Trois ans plus tard, on peut encore constater les lourdes séquelles de ce détournement sémantique à travers certains des scénarios proposés au cours du débat national sur la transition énergétique (DNTE) qui, en adoptant comme seul critère la division par quatre des émissions de gaz carbonique en 2050, prétendent satisfaire aux enjeux de la transition.

Du productivisme à la transition énergétique : un peu d’histoire

Depuis des décennies, l’histoire de l’énergie est rythmée par la parution de scénarios de prévision ou de prospective de l’approvisionnement énergétique mondial. Cette histoire est très éclairante, car elle montre bien l’évolution des concepts et des préoccupations. Jusqu’au milieu des années 1980, la plupart des scénarios mondiaux, quasi-monopoles du Conseil mondial de l’énergie (CME) [3], étaient fondés sur l’hypothèse d’une loi quasiment inéluctable liant linéairement croissance économique et croissance énergétique : ils envisageaient sans sourciller des dépenses énergétiques mondiales supérieures à 30 Gtep (milliards de tonnes équivalent pétrole) par an en 2050 (contre 6 Gtep en 1980). Malgré le premier avertissement qu’avait constitué dès 1972 le rapport du club de Rome « Les limites de la croissance », il faut attendre le milieu des années 1980 au niveau international pour voir apparaître des images de l’avenir énergétique dans lesquelles la croissance indéfinie des consommations d’énergie n’apparaît plus comme un dogme intangible et où la question de la demande énergétique n’est plus considérée comme une donnée exogène des scénarios présentés.

En France, cependant, à la fin des années 1970, apparaissent les premières études de la demande énergétique et les premiers scénarios alternatifs à la doxa officielle. Tout d’abord à l’Institut d’économie de l’énergie de Grenoble en 1975, avec la publication d’un petit opuscule « Alternatives au nucléaire » [4], et, en 1977, avec le développement d’une méthode qui permettait d’analyser finement l’évolution des besoins d’énergie par usage et par secteur économique, le modèle MEDEE [5]. En 1978, quelques chercheurs présentent le « projet Alter » fondé sur une stabilisation de la consommation d’énergie et un recours massif aux énergies renouvelables. En 2050, la consommation finale de la France y est limitée à 118 Mtep (contre 134 en 1975), la consommation primaire d’énergie complètement assurée par les énergies renouvelables, et, dès 2000, le nucléaire disparaît. C’est donc une rupture considérable par rapport aux scénarios officiels du Commissariat au plan de l’époque.
● ● ● ● ● ● ●
#### ÉNONCÉ:
Recopiez sans rien changer, dans le texte sur les scénarios énergétiques, tout ce qui va de « Trois ans plus » jusqu'à « de la transition. ». Les items ne servent à rien pour le travail sur le texte sur les scénarios énergétiques.

#### EXTRAIT DE DONNÉES:
● ● ● ● ● ● ●
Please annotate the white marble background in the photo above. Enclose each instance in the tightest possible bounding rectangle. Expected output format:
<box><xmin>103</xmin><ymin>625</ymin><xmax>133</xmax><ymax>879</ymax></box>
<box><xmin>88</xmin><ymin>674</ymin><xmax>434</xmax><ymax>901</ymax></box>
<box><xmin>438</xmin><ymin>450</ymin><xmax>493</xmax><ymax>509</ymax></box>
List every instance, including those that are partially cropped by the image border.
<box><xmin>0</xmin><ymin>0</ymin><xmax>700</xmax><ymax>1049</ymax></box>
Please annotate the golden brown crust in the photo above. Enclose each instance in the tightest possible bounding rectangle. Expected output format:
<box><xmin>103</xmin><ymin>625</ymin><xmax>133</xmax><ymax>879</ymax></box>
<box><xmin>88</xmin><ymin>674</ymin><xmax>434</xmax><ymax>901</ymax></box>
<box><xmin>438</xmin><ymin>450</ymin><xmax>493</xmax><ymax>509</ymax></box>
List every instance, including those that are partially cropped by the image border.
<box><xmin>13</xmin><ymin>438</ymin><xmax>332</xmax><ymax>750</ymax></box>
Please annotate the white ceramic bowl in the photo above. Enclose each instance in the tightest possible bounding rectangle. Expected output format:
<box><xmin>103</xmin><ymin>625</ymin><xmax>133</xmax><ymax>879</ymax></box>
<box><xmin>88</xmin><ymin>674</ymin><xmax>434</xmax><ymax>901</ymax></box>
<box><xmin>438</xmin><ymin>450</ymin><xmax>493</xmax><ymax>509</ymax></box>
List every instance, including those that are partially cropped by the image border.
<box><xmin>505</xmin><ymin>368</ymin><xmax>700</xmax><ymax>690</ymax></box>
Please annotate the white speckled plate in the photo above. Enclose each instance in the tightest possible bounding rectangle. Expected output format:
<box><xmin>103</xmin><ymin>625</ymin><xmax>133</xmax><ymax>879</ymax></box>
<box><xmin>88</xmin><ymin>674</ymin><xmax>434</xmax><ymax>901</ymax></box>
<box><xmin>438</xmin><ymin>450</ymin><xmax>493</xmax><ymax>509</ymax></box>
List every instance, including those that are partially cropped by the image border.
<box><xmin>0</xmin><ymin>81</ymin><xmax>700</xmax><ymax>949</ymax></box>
● ● ● ● ● ● ●
#### RÉPONSE RÉDIGÉE:
Trois ans plus tard, on peut encore constater les lourdes séquelles de ce détournement sémantique à travers certains des scénarios proposés au cours du débat national sur la transition énergétique (DNTE) qui, en adoptant comme seul critère la division par quatre des émissions de gaz carbonique en 2050, prétendent satisfaire aux enjeux de la transition.